* [WRITTEN PROBLEM 1]: Reproduce the entire article on the Woodland library word for word.

WOODLAND — It’s not uncommon to see Woodland Community Library services take place outside of the building.

On Thursday morning, Elizabeth Griffin, senior library assistant, led a Sensory Play in the Park event for toddlers, allowing kids to dig through sand for rubber animals, dip their hands into covered buckets to figure out what they contained and squish shaving cream between their hands.

“We’d love to do more activities for kids like this if we had some more room,” she said.

The field near the library sees plenty of library action, as it’s also home to the summer reading program, which saw an attendance record set earlier this year when 350 people showed up to see the Oregon Bird Man and meet some of his animals. Last year, the program averaged about 250 people.

Staffers at the Woodland library, 770 Park St., are hoping the actual building will get to host some more events and programs in the coming years. The Fort Vancouver Regional Library District is working toward raising enough money to construct a new facility. Earlier this week, the Fort Vancouver Regional Library Foundation announced that it will receive a $515,000 grant to help fund design and site preparation work. The money was part of the 2019-21 state capital budget.

Approximately $2 million has been raised to construct the new building, which is expected to cost between $4 million and $4.5 million, said Jennifer Hauan, branch manager. In 2017, the library district purchased 2.4 acres at 828 Goerig St. for a little more than $1 million to be its future home. A feasibility study said the new building could be as large as 10,000 square feet, Hauan said.

There’s not much room for activities in the current library, a 2,000-square-foot building built in 1909, according to Hauan. The regular storytime program can feel cramped in the upstairs children’s area. Some reading programs take place next door at the community center, which has a capacity of around 45 people.

“There are some days where people come in and there are no spaces left,” Hauan said. “It’s not unusual to see someone sitting on the floor (in the library).”

That’s led staffers to drum up interest in the library by going outside of the building.

Last school year, Griffin started a monthly pop-up library at Woodland High School. She would bring books to the school and talk to students about the library’s materials and programs. Hauan said she’s tried to attend more community meetings, such as Rotary club and Chamber of Commerce.

Dataset records

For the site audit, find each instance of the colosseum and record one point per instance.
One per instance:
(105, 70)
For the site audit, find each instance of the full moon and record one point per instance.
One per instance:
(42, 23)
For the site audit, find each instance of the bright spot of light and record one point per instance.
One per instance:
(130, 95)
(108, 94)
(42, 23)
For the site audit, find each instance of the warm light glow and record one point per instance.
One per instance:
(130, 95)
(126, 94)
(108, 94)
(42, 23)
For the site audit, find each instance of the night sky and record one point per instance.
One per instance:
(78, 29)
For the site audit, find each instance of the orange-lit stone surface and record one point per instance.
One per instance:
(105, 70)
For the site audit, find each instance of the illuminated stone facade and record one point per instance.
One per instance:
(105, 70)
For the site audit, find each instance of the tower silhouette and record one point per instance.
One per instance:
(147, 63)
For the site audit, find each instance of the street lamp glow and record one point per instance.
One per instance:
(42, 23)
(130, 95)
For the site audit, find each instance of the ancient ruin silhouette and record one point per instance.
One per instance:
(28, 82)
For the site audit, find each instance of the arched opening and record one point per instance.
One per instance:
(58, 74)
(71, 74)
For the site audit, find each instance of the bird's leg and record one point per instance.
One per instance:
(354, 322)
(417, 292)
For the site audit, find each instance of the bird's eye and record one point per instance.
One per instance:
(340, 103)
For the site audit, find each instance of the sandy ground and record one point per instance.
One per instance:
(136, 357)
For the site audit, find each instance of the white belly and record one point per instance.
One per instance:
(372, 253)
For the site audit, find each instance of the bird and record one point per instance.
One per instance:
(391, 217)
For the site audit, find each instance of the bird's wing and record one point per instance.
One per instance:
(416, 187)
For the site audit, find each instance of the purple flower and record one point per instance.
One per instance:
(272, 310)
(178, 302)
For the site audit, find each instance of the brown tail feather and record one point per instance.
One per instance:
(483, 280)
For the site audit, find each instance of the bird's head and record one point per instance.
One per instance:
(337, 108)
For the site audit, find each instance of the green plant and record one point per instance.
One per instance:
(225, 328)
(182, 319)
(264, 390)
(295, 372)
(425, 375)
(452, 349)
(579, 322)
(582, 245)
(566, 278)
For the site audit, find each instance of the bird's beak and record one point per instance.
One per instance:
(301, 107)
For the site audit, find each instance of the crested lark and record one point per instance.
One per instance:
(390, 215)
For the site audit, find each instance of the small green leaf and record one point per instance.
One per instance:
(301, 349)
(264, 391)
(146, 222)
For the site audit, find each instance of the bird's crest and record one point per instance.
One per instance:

* [WRITTEN PROBLEM 2]: Copy out only the part of the listing that opens with the line containing "For the site audit, find each instance of the small" and continues through the end of the listing, both ends included.

* [TASK RESPONSE 1]:
WOODLAND — It’s not uncommon to see Woodland Community Library services take place outside of the building.

On Thursday morning, Elizabeth Griffin, senior library assistant, led a Sensory Play in the Park event for toddlers, allowing kids to dig through sand for rubber animals, dip their hands into covered buckets to figure out what they contained and squish shaving cream between their hands.

“We’d love to do more activities for kids like this if we had some more room,” she said.

The field near the library sees plenty of library action, as it’s also home to the summer reading program, which saw an attendance record set earlier this year when 350 people showed up to see the Oregon Bird Man and meet some of his animals. Last year, the program averaged about 250 people.

Staffers at the Woodland library, 770 Park St., are hoping the actual building will get to host some more events and programs in the coming years. The Fort Vancouver Regional Library District is working toward raising enough money to construct a new facility. Earlier this week, the Fort Vancouver Regional Library Foundation announced that it will receive a $515,000 grant to help fund design and site preparation work. The money was part of the 2019-21 state capital budget.

Approximately $2 million has been raised to construct the new building, which is expected to cost between $4 million and $4.5 million, said Jennifer Hauan, branch manager. In 2017, the library district purchased 2.4 acres at 828 Goerig St. for a little more than $1 million to be its future home. A feasibility study said the new building could be as large as 10,000 square feet, Hauan said.

There’s not much room for activities in the current library, a 2,000-square-foot building built in 1909, according to Hauan. The regular storytime program can feel cramped in the upstairs children’s area. Some reading programs take place next door at the community center, which has a capacity of around 45 people.

“There are some days where people come in and there are no spaces left,” Hauan said. “It’s not unusual to see someone sitting on the floor (in the library).”

That’s led staffers to drum up interest in the library by going outside of the building.

Last school year, Griffin started a monthly pop-up library at Woodland High School. She would bring books to the school and talk to students about the library’s materials and programs. Hauan said she’s tried to attend more community meetings, such as Rotary club and Chamber of Commerce.

* [TASK RESPONSE 2]:
For the site audit, find each instance of the small green leaf and record one point per instance.
One per instance:
(301, 349)
(264, 391)
(146, 222)
For the site audit, find each instance of the bird's crest and record one point per instance.
One per instance:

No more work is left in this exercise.